• **Задания**
**1.** Обновите фрагмент текста о перевороте Колчака от слов «Сам Колчак, в» до слов «усердно распространявшиеся эсерами.» включительно и приведите его полностью, заменив «Западные державы» на «Союзные державы».
**2.** Проверьте, согласуются ли с текстом о перевороте Колчака утверждения ниже, и для каждого дайте ответ «да» или «нет» с точной цитатой решающих слов текста. (a) Генерал-майор Ян Сыровы приказал чехословацким войскам сохранять нейтралитет. (b) Чехословацкий Национальный совет одобрил переворот. (c) Царский гимн на офицерских застольях исполняли редко.

19 ноября 1918
[ГА РФ. Ф. Р-200. Оп. 1. Д. 306. Л. 1–2]
Сложнее было с чехами, но и здесь все обошлось. Чехословацкий Национальный совет во главе с Б. Павлу и В. Гирсой выступил с заявлением, в котором в сдержанной форме выражался протест против переворота, как «нарушающего начала законности». Но командир чехословацкого корпуса генерал-майор Ян Сыровы разослал по войскам телеграмму, в которой распорядился сохранять нейтралитет, отнеся события 18 ноября к внутренним российским делам, и запретил в войсках политическую пропаганду под угрозой военно-полевого суда.
Сам Колчак, в свою очередь, очень резко отреагировал на выступление чешских политиков, заявив им в лицо, что их мнение как иностранцев, к тому же бросивших фронт после окончания войны с Германией, для него неинтересно. А белогвардейская пресса напомнила чехам, что до капитуляции Германии и ее союзников они сами являлись нарушителями формальной законности, изменившими воинской присяге подданными Австро-Венгерской монархии[151].
Западные державы, как свидетельствуют донесения русских послов (и как отмечалось выше), в первые дни после получения известий о перевороте несколько насторожились. Правда, их представители в Сибири видели всю слабость демократической Директории и предпочитали лицезреть вместо нее твердую власть, но тревожили слухи о реакционно-монархических устремлениях организаторов переворота, усердно распространявшиеся эсерами.
Доля правды в этом была. Белые офицеры вообще в основной массе отличались монархическими симпатиями, и те из них, кто привел Колчака к власти, не составляли в этом отношении исключения; распевание царского гимна «Боже, Царя храни!» на офицерских застольях было почти традиционным. Но их предводители были более дальновидны и осторожны.

• **Исходные данные**
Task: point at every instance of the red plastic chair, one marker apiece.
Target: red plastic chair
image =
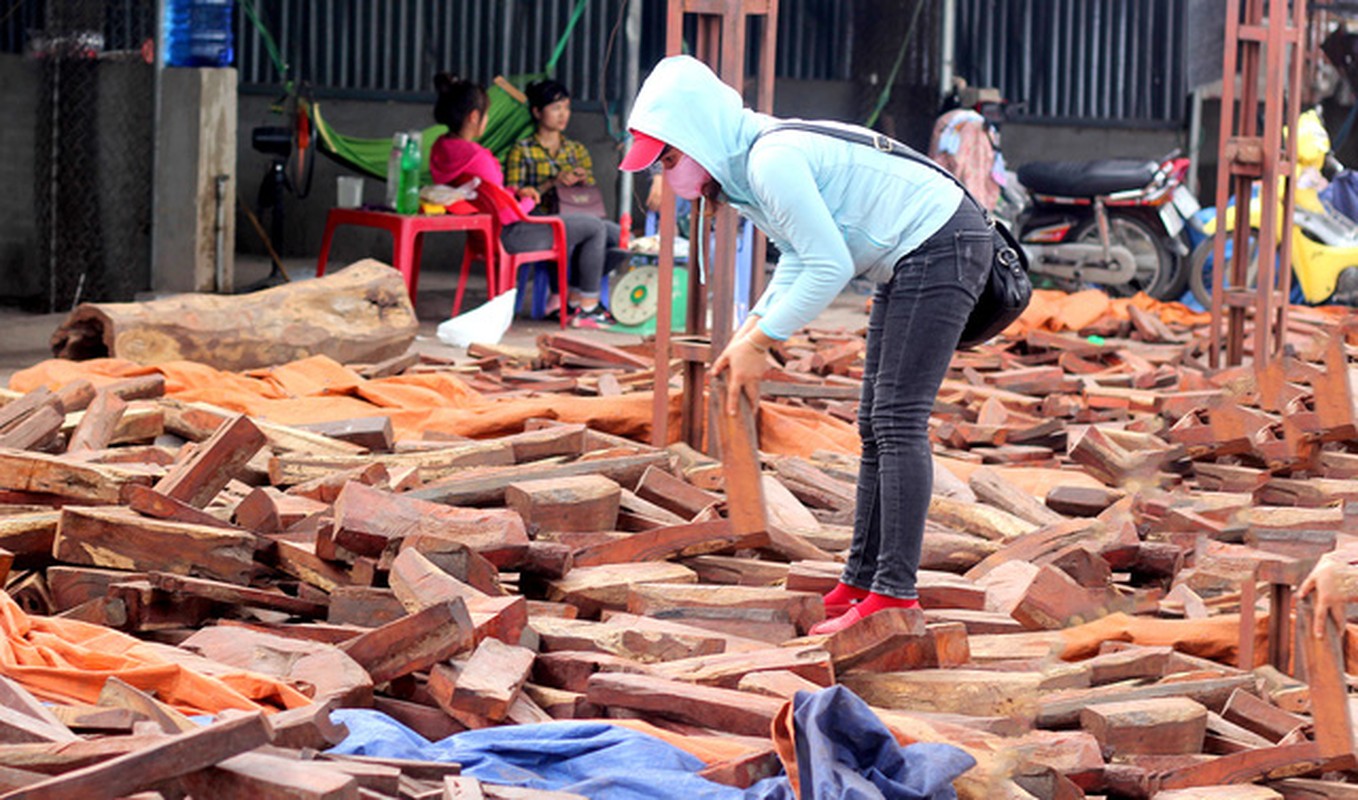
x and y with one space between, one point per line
408 237
492 200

• **Правильные ответы**
**1.**
Сам Колчак, в свою очередь, очень резко отреагировал на выступление чешских политиков, заявив им в лицо, что их мнение как иностранцев, к тому же бросивших фронт после окончания войны с Германией, для него неинтересно. А белогвардейская пресса напомнила чехам, что до капитуляции Германии и ее союзников они сами являлись нарушителями формальной законности, изменившими воинской присяге подданными Австро-Венгерской монархии[151].
Союзные державы, как свидетельствуют донесения русских послов (и как отмечалось выше), в первые дни после получения известий о перевороте несколько насторожились. Правда, их представители в Сибири видели всю слабость демократической Директории и предпочитали лицезреть вместо нее твердую власть, но тревожили слухи о реакционно-монархических устремлениях организаторов переворота, усердно распространявшиеся эсерами.

**2.**
(a) Да: «разослал по войскам телеграмму, в которой распорядился сохранять нейтралитет».
(b) Нет: «в котором в сдержанной форме выражался протест против переворота».
(c) Нет: «распевание царского гимна «Боже, Царя храни!» на офицерских застольях было почти традиционным».